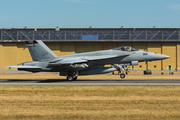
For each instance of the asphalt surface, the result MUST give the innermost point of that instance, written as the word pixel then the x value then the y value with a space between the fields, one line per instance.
pixel 89 82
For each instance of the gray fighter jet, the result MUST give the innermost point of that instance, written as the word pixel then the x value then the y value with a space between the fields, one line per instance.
pixel 88 63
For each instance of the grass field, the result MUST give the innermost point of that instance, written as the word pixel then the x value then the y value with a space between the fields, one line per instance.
pixel 89 102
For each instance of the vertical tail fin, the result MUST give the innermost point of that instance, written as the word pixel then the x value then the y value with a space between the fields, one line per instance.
pixel 39 51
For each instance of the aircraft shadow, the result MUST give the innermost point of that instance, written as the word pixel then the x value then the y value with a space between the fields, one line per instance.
pixel 59 80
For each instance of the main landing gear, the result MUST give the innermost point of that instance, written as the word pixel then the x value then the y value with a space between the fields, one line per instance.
pixel 122 75
pixel 72 77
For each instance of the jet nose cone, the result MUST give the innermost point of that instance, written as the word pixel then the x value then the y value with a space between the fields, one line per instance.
pixel 164 56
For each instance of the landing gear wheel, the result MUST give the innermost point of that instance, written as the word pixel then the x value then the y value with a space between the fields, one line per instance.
pixel 75 78
pixel 122 75
pixel 69 78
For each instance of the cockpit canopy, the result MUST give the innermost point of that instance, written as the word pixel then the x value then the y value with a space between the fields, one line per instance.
pixel 126 48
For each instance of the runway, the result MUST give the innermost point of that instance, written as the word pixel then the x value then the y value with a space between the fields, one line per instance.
pixel 89 82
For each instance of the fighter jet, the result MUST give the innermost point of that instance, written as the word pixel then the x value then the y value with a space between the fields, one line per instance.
pixel 88 63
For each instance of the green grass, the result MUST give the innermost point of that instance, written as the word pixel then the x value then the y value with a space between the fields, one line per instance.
pixel 89 102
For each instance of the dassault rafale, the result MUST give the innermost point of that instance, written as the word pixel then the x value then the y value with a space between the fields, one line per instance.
pixel 87 63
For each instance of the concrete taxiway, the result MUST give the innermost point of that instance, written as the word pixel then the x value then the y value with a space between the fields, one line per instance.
pixel 90 82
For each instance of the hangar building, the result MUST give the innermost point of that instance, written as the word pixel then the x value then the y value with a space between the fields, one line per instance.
pixel 64 41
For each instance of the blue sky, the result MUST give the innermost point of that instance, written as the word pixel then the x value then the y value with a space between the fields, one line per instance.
pixel 85 13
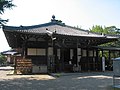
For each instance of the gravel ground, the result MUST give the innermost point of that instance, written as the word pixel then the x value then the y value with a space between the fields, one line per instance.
pixel 65 81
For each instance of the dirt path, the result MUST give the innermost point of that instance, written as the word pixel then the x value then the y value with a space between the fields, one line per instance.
pixel 76 81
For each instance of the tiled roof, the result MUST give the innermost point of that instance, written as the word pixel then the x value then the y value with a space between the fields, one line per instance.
pixel 53 26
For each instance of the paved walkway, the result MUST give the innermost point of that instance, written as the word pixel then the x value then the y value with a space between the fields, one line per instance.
pixel 65 81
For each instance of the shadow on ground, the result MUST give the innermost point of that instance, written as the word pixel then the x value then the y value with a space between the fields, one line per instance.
pixel 84 81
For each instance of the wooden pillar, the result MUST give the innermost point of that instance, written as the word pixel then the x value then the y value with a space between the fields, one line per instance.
pixel 87 53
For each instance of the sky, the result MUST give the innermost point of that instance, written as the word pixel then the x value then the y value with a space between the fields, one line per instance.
pixel 81 13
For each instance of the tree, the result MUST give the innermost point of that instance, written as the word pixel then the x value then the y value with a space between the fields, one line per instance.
pixel 5 4
pixel 2 59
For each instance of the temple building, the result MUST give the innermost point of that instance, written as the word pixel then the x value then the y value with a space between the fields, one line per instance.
pixel 56 47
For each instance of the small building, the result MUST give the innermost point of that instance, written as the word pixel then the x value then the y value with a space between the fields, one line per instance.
pixel 57 47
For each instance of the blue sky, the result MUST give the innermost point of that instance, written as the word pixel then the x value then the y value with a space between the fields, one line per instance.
pixel 82 13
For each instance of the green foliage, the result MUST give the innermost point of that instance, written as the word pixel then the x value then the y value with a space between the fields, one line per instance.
pixel 2 59
pixel 111 30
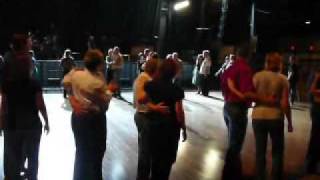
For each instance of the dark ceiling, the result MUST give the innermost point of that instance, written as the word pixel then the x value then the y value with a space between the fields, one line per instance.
pixel 131 21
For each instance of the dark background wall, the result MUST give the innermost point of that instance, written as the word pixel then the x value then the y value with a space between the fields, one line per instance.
pixel 130 22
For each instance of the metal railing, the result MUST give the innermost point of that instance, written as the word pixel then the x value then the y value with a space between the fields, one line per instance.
pixel 50 73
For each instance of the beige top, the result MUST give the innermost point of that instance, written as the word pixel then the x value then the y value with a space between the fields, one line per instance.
pixel 138 91
pixel 269 83
pixel 205 67
pixel 87 86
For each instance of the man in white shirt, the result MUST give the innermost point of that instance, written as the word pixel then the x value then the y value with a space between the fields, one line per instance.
pixel 142 121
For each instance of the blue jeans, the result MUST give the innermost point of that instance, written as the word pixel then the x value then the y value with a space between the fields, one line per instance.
pixel 17 145
pixel 90 138
pixel 235 116
pixel 262 129
pixel 144 149
pixel 313 156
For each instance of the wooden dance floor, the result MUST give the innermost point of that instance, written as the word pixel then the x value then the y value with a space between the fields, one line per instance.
pixel 200 158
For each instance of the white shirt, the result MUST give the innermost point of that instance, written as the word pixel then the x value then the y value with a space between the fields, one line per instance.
pixel 205 67
pixel 269 83
pixel 118 61
pixel 87 86
pixel 138 91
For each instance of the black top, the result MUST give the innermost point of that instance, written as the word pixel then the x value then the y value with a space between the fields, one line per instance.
pixel 161 91
pixel 22 111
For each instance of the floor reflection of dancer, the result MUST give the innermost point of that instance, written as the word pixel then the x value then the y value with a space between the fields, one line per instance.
pixel 22 100
pixel 109 71
pixel 313 156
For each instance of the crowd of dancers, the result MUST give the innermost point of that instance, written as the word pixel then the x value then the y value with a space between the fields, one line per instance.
pixel 159 117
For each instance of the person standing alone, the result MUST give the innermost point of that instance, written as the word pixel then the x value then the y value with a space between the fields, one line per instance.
pixel 267 119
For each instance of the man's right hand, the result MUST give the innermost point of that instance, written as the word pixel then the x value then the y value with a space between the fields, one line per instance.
pixel 77 107
pixel 161 108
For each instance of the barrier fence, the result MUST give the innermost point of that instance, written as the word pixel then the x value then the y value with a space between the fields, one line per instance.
pixel 50 73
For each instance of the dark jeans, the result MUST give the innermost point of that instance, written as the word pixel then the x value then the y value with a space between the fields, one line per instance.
pixel 262 129
pixel 16 143
pixel 313 155
pixel 144 154
pixel 235 116
pixel 90 139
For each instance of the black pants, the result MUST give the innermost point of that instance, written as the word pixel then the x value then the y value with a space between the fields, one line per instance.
pixel 262 129
pixel 18 143
pixel 164 135
pixel 144 149
pixel 90 139
pixel 313 155
pixel 235 116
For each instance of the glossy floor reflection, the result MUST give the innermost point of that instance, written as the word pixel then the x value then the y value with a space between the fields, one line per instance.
pixel 200 158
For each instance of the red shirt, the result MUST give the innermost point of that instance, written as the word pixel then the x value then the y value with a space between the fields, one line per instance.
pixel 241 74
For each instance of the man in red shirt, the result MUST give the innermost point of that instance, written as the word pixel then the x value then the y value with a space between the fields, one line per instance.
pixel 236 83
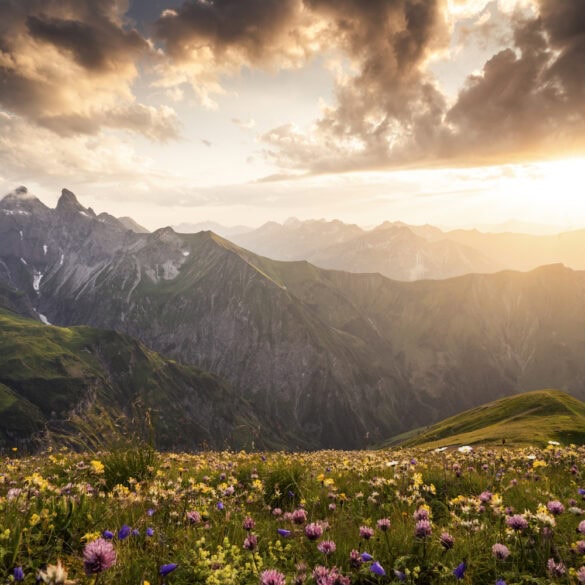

> **Goal**: Find every line in the records above that contains the string "gear", and copy each of those lines in full.

> **Response for this exercise**:
For each instance of the main landing gear, the result MUST give the innermost point of that instance, written as the word pixel then the x value then the y value with a space between the fields, one line per instance.
For each instance of the landing gear wheel, the result MUST give the innermost point of that instance, written as the word pixel then the x value then the y value with a space between the fields, one line per instance.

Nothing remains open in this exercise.